━━ Texto fornecido ━━

O julgamento baseia-se na aprovação dos outros, nas expectativas familiares, nos valores tradicionais, nas leis da sociedade e na lealdade ao País.

Estádio III: Orientação do/para o bom menino-boa menina

As crianças evitam envolver-se em comportamentos inaceitáveis, de forma a impressionar os seus pais e mostrar que são boas. As crianças portam-se bem mais para ir ao encontro da aprovação dos outros do que por acreditarem nos princípios morais. O bom significa “agradável”. Ele é determinado por aquilo que agrada e é aprovado pelos outros.

A criança poderia dizer que roubar o medicamento seria compreensível porque se ele não o fizesse, as pessoas poderiam pensar que ele era insensível e que não amava.

Estádio IV: Orientação para a ordem e lei (da lei e da ordem)

A lei serve como princípio orientador para que as pessoas recusem envolver-se em certos comportamentos, na medida em que esse comportamento for proibido por lei. É compreendido que a lei deve ser mantida a todo custo. Se as leis não forem observadas e obedecidas, o caos é provavelmente instalado. A aceitação da pessoa perante a sociedade depende do seu conformismo para com as leis. A autoridade deve ser respeitada e a ordem social mantida.

A pessoa poderia dizer que roubar é contra lei e, por conseguinte, o marido não deveria roubar.

━━━

# Tarefas a realizar:
**a.** Cite do texto fornecido, sem alterações, o trecho que vai de "A criança poderia" a "não deveria roubar.".
**b.** Na frase do texto fornecido que começa por "O julgamento baseia-se", em que se baseia o julgamento? Enumere todos os elementos indicados.
Baseie-se unicamente no texto fornecido.

━━ Dados fornecidos ━━

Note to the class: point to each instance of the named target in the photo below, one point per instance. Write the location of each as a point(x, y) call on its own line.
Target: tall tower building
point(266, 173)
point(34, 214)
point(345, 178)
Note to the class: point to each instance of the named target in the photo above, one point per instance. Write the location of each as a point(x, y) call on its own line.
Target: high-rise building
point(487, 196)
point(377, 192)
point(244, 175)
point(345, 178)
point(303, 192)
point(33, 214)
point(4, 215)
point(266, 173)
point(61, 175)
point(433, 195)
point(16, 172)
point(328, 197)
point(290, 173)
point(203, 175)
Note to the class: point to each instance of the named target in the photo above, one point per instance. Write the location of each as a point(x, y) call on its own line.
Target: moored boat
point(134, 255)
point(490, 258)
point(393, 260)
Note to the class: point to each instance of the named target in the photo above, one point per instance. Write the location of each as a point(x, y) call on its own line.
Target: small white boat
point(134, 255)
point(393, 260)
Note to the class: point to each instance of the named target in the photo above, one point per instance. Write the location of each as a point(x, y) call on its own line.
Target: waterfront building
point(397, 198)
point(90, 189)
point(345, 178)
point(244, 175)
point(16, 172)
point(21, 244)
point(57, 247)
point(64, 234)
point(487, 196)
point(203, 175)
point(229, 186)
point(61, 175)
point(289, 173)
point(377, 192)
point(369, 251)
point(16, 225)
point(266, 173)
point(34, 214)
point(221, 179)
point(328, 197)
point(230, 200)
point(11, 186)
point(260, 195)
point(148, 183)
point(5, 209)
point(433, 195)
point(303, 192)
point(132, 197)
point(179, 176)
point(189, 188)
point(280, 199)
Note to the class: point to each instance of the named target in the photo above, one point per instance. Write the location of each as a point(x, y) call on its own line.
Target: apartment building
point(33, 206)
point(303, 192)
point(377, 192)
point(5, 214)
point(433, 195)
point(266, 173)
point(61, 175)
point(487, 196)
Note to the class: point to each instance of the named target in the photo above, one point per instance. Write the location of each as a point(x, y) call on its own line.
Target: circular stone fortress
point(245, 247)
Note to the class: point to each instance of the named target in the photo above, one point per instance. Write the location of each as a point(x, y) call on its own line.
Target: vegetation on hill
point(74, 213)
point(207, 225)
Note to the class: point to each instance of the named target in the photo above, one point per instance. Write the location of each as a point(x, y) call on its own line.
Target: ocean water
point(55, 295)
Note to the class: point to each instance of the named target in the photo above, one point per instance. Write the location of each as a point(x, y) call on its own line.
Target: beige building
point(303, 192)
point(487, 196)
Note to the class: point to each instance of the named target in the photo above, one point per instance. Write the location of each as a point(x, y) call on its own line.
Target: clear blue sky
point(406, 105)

━━━

# Respostas às tarefas:
**a.**
A criança poderia dizer que roubar o medicamento seria compreensível porque se ele não o fizesse, as pessoas poderiam pensar que ele era insensível e que não amava.

Estádio IV: Orientação para a ordem e lei (da lei e da ordem)

A lei serve como princípio orientador para que as pessoas recusem envolver-se em certos comportamentos, na medida em que esse comportamento for proibido por lei. É compreendido que a lei deve ser mantida a todo custo. Se as leis não forem observadas e obedecidas, o caos é provavelmente instalado. A aceitação da pessoa perante a sociedade depende do seu conformismo para com as leis. A autoridade deve ser respeitada e a ordem social mantida.

A pessoa poderia dizer que roubar é contra lei e, por conseguinte, o marido não deveria roubar.

**b.**
- a aprovação dos outros
- as expectativas familiares
- os valores tradicionais
- as leis da sociedade
- a lealdade ao País